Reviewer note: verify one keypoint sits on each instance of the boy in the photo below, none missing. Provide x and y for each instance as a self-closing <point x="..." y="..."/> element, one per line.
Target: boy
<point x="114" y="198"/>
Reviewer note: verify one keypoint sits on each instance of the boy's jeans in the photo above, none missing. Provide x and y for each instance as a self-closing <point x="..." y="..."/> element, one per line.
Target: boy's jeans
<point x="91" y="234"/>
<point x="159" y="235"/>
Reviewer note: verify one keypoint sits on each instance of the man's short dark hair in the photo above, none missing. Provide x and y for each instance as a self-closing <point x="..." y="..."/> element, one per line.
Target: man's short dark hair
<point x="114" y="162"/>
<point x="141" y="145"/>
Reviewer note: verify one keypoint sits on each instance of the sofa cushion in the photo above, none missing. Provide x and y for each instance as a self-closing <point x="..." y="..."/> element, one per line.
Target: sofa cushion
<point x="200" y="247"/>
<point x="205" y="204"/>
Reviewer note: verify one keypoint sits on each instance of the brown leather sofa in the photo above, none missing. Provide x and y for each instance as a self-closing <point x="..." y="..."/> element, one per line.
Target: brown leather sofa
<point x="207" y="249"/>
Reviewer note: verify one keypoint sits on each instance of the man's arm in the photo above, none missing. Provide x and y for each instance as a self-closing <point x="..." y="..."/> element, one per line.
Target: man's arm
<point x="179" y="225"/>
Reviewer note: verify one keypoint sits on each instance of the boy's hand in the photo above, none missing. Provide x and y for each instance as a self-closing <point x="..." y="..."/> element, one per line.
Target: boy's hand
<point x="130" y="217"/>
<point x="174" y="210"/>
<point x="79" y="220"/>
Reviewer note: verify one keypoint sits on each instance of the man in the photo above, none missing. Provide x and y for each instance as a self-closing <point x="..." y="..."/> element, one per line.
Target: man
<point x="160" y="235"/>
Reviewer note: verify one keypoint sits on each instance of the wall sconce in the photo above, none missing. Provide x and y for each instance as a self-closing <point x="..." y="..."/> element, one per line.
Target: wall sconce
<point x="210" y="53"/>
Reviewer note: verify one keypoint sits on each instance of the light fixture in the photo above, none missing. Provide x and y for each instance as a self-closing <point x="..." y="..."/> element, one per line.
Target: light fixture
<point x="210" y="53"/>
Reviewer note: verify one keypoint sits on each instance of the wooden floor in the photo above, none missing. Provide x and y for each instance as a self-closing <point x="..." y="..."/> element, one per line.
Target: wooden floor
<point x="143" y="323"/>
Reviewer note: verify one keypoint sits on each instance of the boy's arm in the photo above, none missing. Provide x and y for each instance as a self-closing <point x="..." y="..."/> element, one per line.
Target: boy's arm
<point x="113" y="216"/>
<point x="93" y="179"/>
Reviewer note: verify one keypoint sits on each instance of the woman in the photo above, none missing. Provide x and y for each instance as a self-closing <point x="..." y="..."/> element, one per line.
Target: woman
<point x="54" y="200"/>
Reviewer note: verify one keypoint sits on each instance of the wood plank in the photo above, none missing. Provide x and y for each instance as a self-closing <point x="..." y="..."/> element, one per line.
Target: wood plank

- **ASSIGNMENT**
Please retype each entry above exactly as it is written.

- **SOLUTION TO THIS EXERCISE**
Reviewer note: verify one keypoint sits on each instance of the boy in the photo below, none missing. Provide x and y for each instance as a self-closing <point x="..." y="..."/> element, one per line.
Target: boy
<point x="114" y="198"/>
Reviewer note: verify one keypoint sits on each instance of the boy's jeans in the photo above, none missing. Provide x and y for each instance as a self-closing <point x="..." y="..."/> element, one per line.
Target: boy's jeans
<point x="91" y="234"/>
<point x="159" y="235"/>
Reviewer note: verify one keypoint sits on each instance of the man's short dark hair in the photo above, none missing. Provide x and y for each instance as a self-closing <point x="..." y="..."/> element, one per line.
Target: man's short dark hair
<point x="114" y="162"/>
<point x="141" y="145"/>
Reviewer note: verify one keypoint sits on each instance of the sofa cushion in the photo above, none missing. Provide x and y for each instance as a self-closing <point x="..." y="..."/> element, one per line.
Target: sofa cushion
<point x="200" y="247"/>
<point x="205" y="204"/>
Reviewer note: verify one keypoint sits on each instance of the brown leather sofa in the photo above, none missing. Provide x and y for each instance as a self-closing <point x="..." y="..."/> element, one per line.
Target: brown leather sofa
<point x="207" y="249"/>
Reviewer note: verify one keypoint sits on each instance of the man's arm in the photo above, none missing. Provide x and y for each instance as a self-closing <point x="..." y="..."/> element, one per line.
Target: man's arm
<point x="179" y="225"/>
Reviewer note: verify one keypoint sits on each instance of the boy's hand in the photo above, none missing. Provide x and y for each instance as a self-closing <point x="..." y="..."/> element, one per line.
Target: boy's hand
<point x="130" y="217"/>
<point x="174" y="210"/>
<point x="79" y="220"/>
Reviewer note: verify one keypoint sits on each instance of the man in the photo above, none missing. Provide x and y for each instance as a self-closing <point x="..." y="..."/> element, one per line.
Target: man
<point x="160" y="235"/>
Reviewer note: verify one keypoint sits on each instance of the wall sconce in the photo above, none missing. Provide x and y for each instance as a self-closing <point x="..." y="..."/> element, one per line.
Target: wall sconce
<point x="210" y="53"/>
Reviewer note: verify one keypoint sits on each instance of the light fixture in the photo above, none missing. Provide x and y for each instance as a self-closing <point x="..." y="..."/> element, one per line.
Target: light fixture
<point x="210" y="53"/>
Reviewer note: verify one keypoint sits on each instance of the wooden floor in the photo above, none missing. Provide x and y for each instance as a self-closing <point x="..." y="..."/> element, one per line.
Target: wooden floor
<point x="143" y="323"/>
Reviewer note: verify one keypoint sits on each instance of the boy's arm in the photo above, none missing. Provide x and y for each instance as a self-closing <point x="..." y="..."/> element, one per line.
Target: boy's arm
<point x="113" y="216"/>
<point x="93" y="179"/>
Reviewer note: verify one keypoint sits on each instance of the woman in the photo above, none missing. Provide x and y for each instance as a self-closing <point x="..." y="..."/> element, one per line.
Target: woman
<point x="54" y="200"/>
Reviewer note: verify one keypoint sits on each instance of the wood plank in the photo above, none missing. Provide x and y for each instance as a self-closing <point x="..." y="..."/> element, one per line.
Target: wood plank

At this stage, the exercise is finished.